### Extrait à lire:
« Qui a dit : “La protection de l’enfance sera au cœur des cinq années qui viennent” ? C’est Emmanuel Macron. Et pratiquement deux ans après, que s’est-il passé ? Rien. Pire, la situation se dégrade de jour en jour. » Ce 5 décembre, les phrases de Marianne Maximi claquent et cinglent lors des questions au gouvernement au Palais-Bourbon. La députée du Puy-de-Dôme enchaîne : « Les mesures de placement ne sont plus mises en œuvre, des enfants en danger restent au domicile des parents alors que le juge ordonne leur protection. » Et de porter l’estocade : « Vous nous demandez d’attendre. Mais attendre quoi ? Attendre vos prochaines annonces absurdes, comme par exemple la réforme qui va faire les poches des enfants placés en diminuant leur pécule ? »
En bas de l’hémicycle, Charlotte Caubel, qui est alors encore pour quelques semaines secrétaire d’Etat chargée de l’enfance et des familles ne goûte guère les « scuds » de la députée insoumise. Et rétorque : « Nous, nous ne nous contentons pas d’invectives et d’insultes. »

### Données d'entrée:
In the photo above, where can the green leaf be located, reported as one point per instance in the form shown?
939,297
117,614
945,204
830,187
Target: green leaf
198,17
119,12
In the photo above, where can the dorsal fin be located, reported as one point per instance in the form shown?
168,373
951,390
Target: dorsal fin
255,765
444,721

==

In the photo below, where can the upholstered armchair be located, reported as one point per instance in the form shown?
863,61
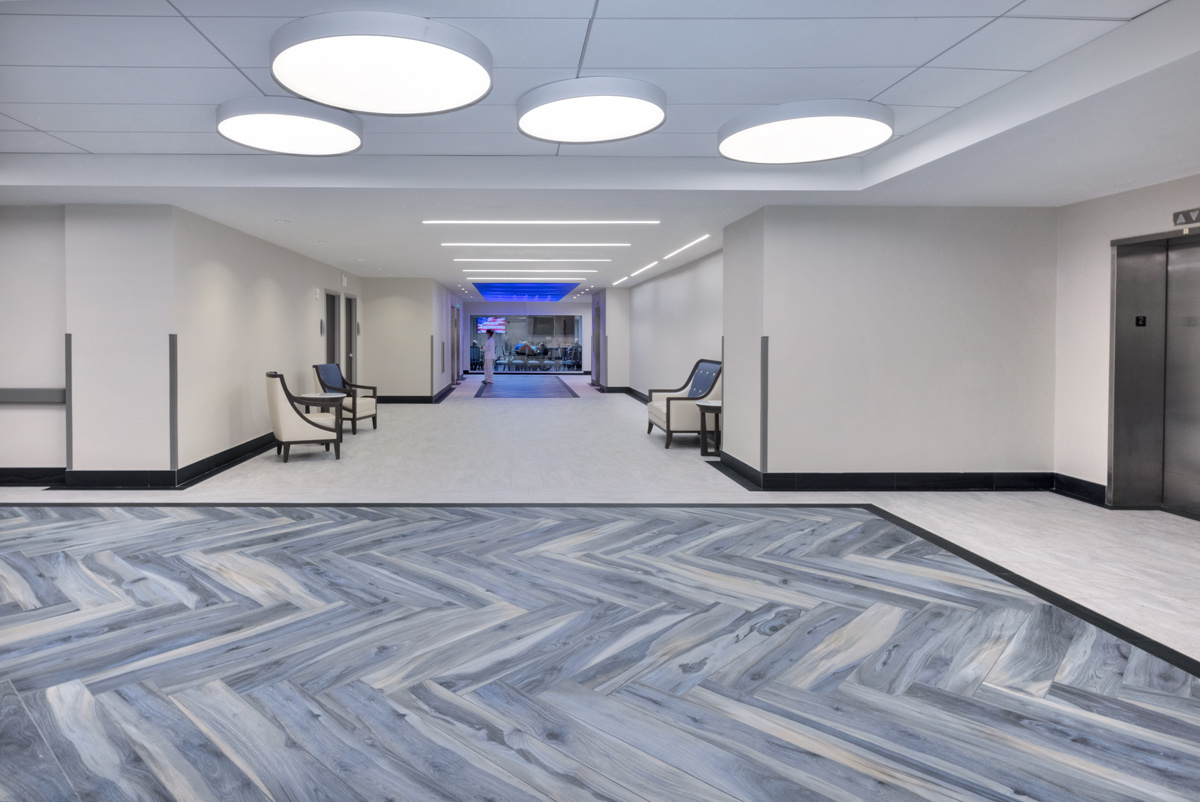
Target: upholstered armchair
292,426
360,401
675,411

--

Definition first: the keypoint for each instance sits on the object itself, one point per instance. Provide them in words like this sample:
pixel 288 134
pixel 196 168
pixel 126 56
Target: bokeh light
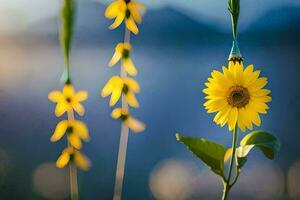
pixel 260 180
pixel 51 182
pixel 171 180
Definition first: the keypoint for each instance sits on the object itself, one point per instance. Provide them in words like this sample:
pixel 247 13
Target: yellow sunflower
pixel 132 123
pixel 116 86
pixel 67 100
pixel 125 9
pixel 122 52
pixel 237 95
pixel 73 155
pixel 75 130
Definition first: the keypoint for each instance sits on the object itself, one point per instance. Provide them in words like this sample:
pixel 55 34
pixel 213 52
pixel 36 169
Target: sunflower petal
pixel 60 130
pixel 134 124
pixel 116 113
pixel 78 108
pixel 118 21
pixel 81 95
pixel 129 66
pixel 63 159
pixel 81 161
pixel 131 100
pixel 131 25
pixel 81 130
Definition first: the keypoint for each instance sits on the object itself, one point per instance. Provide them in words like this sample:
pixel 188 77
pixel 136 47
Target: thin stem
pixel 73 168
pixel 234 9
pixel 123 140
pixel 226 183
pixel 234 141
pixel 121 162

### Consigne:
Pourriez-vous reproduire mot pour mot, en entier, l'extrait sur la protection de l'enfance donné plus haut ?

### Réponse:
« Qui a dit : “La protection de l’enfance sera au cœur des cinq années qui viennent” ? C’est Emmanuel Macron. Et pratiquement deux ans après, que s’est-il passé ? Rien. Pire, la situation se dégrade de jour en jour. » Ce 5 décembre, les phrases de Marianne Maximi claquent et cinglent lors des questions au gouvernement au Palais-Bourbon. La députée du Puy-de-Dôme enchaîne : « Les mesures de placement ne sont plus mises en œuvre, des enfants en danger restent au domicile des parents alors que le juge ordonne leur protection. » Et de porter l’estocade : « Vous nous demandez d’attendre. Mais attendre quoi ? Attendre vos prochaines annonces absurdes, comme par exemple la réforme qui va faire les poches des enfants placés en diminuant leur pécule ? »
En bas de l’hémicycle, Charlotte Caubel, qui est alors encore pour quelques semaines secrétaire d’Etat chargée de l’enfance et des familles ne goûte guère les « scuds » de la députée insoumise. Et rétorque : « Nous, nous ne nous contentons pas d’invectives et d’insultes. »